Convert the listing below, from its start through the line holding "xmin=384 ymin=6 xmax=628 ymax=163", inclusive, into a two-column CSV with the columns input and output. Give one row per text and its answer, with each value in a single quoted field and its line breaks replaced by spaces.

═══ Exercise data

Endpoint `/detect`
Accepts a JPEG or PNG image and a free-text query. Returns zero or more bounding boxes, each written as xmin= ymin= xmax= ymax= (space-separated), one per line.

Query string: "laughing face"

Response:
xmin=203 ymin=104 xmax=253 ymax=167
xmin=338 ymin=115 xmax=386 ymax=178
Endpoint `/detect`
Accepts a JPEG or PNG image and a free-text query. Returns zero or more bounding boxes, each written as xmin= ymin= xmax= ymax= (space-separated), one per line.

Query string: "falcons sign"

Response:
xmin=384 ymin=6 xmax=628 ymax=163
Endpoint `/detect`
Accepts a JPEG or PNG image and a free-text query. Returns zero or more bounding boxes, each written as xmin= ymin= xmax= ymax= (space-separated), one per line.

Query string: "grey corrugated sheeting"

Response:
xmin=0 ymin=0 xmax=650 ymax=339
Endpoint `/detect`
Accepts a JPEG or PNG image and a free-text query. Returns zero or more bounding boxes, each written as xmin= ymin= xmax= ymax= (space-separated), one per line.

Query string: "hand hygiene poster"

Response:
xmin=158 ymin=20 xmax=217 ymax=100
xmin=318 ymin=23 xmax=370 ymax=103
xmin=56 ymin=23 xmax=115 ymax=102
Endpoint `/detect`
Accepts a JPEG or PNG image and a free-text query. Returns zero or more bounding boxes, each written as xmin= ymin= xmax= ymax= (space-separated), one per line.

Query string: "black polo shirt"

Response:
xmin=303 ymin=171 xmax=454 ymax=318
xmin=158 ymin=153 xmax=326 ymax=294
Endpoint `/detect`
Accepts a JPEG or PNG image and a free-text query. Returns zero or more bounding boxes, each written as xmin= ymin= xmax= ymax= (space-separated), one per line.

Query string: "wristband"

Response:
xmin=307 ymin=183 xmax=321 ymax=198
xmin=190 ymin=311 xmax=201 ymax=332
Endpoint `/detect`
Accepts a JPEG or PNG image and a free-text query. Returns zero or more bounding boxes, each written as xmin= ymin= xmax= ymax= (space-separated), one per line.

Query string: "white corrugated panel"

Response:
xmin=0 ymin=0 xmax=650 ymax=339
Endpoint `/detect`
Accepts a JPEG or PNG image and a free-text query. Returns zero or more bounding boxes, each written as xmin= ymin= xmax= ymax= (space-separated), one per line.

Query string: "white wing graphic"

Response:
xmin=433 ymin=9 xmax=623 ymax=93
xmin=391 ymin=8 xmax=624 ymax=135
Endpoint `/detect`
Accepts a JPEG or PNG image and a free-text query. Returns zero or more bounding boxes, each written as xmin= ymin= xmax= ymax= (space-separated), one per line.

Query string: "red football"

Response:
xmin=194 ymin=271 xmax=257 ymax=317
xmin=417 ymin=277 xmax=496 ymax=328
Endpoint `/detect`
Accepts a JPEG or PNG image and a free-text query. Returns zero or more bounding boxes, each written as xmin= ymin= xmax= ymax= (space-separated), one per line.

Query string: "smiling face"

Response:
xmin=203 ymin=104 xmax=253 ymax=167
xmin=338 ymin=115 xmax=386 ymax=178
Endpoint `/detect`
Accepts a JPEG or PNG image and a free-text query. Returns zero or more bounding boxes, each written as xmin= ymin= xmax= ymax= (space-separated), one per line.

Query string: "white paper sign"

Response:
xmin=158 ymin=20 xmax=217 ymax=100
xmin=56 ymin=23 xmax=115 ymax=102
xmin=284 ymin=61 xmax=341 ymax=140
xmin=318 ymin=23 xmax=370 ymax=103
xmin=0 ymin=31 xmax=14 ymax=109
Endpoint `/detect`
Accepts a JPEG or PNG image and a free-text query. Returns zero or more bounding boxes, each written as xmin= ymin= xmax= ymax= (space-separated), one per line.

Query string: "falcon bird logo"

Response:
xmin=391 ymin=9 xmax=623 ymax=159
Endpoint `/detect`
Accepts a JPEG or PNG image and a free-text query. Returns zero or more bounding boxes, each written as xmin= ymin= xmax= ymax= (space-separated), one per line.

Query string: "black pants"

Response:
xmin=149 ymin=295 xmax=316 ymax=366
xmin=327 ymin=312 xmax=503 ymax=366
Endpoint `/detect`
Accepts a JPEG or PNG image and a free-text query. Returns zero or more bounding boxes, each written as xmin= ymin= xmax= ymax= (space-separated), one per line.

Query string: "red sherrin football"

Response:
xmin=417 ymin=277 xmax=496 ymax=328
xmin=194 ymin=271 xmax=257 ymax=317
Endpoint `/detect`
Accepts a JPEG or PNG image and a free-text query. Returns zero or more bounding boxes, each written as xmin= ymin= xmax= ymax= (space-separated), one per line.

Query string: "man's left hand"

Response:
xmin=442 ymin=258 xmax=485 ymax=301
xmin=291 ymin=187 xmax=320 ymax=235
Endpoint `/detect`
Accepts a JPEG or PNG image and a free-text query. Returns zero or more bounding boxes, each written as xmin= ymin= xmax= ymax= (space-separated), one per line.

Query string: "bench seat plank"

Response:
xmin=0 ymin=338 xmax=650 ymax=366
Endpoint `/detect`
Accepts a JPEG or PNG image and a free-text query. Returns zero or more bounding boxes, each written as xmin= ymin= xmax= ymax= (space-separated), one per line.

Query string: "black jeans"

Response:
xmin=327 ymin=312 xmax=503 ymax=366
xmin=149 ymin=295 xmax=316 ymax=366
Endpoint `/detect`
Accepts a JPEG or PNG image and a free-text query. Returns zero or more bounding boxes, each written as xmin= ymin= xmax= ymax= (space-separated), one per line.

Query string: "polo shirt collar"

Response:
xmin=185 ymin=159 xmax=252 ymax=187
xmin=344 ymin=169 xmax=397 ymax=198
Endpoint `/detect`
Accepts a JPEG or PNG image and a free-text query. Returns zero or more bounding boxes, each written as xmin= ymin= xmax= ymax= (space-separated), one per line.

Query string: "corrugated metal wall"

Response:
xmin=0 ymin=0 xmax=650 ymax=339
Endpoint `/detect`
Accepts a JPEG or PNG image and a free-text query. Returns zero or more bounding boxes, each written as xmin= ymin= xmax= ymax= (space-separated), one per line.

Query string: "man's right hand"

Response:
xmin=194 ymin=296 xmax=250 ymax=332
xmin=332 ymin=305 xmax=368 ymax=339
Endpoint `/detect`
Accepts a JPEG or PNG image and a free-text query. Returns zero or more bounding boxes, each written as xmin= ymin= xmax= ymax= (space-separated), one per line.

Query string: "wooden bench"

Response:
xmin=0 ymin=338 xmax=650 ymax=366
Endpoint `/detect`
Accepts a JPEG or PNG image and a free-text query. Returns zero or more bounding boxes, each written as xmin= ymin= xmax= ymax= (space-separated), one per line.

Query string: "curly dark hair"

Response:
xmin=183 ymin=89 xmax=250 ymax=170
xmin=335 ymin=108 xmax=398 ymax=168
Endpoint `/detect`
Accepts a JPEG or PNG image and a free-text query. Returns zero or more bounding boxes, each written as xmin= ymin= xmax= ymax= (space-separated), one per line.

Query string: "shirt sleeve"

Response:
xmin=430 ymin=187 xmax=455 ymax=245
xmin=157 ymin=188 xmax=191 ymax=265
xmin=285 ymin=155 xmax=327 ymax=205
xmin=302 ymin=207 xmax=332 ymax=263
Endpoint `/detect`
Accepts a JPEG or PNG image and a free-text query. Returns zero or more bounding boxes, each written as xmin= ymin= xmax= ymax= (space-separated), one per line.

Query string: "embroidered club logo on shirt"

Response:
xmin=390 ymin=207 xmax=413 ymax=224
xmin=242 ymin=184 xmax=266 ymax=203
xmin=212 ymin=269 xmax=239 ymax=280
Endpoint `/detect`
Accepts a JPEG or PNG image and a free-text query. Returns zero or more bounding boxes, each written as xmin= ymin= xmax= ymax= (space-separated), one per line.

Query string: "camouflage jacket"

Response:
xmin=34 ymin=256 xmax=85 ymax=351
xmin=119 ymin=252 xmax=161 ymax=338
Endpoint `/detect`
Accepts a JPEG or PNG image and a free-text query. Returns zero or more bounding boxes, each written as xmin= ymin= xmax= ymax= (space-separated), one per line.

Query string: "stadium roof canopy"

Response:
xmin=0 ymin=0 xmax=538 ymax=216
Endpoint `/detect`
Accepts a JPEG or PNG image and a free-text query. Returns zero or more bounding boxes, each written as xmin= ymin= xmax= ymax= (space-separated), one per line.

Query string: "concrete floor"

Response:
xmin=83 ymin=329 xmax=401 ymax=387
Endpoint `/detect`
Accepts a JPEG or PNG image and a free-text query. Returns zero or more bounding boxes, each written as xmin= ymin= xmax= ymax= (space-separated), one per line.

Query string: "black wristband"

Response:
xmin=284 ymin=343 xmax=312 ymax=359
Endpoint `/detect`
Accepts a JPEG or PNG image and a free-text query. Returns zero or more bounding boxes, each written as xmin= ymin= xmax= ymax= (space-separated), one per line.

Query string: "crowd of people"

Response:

══════

* _Finished task_
input,output
"Endpoint `/detect` Accepts a JPEG or PNG image and a free-text query. Returns zero or more bounding boxes, each written as xmin= ymin= xmax= ymax= (space-separated), one per line. Query string: ""laughing face"" Response:","xmin=203 ymin=104 xmax=253 ymax=167 xmin=338 ymin=115 xmax=386 ymax=178"
"Endpoint `/detect` Accepts a JPEG or PNG image and a free-text query. Returns zero or more bounding boxes, each written as xmin= ymin= xmax= ymax= (space-separated), one per line. Query string: ""falcons sign"" Response:","xmin=384 ymin=6 xmax=628 ymax=163"